DATASET EXTRACT

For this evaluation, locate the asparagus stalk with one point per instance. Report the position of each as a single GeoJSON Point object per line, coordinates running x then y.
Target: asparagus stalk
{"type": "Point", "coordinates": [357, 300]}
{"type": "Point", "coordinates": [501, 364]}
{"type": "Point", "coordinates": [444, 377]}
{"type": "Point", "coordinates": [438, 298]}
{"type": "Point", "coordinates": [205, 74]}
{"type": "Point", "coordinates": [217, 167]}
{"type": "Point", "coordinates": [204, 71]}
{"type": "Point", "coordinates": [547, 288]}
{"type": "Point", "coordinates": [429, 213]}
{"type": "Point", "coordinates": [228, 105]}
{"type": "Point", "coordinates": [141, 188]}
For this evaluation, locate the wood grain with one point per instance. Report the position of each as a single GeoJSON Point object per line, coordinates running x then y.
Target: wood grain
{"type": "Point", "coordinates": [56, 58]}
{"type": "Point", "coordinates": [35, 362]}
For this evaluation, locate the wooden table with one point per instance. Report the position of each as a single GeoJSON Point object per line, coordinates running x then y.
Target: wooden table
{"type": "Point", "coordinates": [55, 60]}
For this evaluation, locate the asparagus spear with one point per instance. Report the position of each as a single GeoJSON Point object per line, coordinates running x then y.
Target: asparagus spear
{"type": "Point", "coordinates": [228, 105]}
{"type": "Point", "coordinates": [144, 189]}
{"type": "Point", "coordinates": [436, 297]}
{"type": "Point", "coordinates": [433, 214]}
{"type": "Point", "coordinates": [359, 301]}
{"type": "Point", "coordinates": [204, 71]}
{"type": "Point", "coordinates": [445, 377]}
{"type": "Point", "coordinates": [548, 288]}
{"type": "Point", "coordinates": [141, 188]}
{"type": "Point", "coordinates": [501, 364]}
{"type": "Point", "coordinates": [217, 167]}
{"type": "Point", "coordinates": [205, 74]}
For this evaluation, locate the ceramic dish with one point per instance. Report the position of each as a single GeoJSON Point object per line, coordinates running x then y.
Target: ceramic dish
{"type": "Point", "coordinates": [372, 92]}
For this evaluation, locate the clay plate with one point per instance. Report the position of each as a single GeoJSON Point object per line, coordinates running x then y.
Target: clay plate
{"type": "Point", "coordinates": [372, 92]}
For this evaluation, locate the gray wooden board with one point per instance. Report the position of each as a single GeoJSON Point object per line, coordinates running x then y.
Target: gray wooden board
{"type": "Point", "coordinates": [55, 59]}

STATED EXERCISE
Lay out the listing above as a Markdown table with the columns Row and Line. Start at the line that has "For this evaluation, locate the clay", stop after the final line of the listing, and omit any blank lines.

SOLUTION TO THIS PROBLEM
| Row | Line |
|---|---|
| 1 | For this evaluation, locate the clay plate with one point per instance. Report the position of each as a single GeoJSON Point object per line, coordinates running x then y. |
| 2 | Target: clay plate |
| 3 | {"type": "Point", "coordinates": [372, 92]} |
| 4 | For this evaluation, locate the gray wooden board with one point per instance. Report the position of each as a single GeoJSON Point object per line, coordinates running x then y. |
| 5 | Target: gray wooden board |
| 6 | {"type": "Point", "coordinates": [55, 59]} |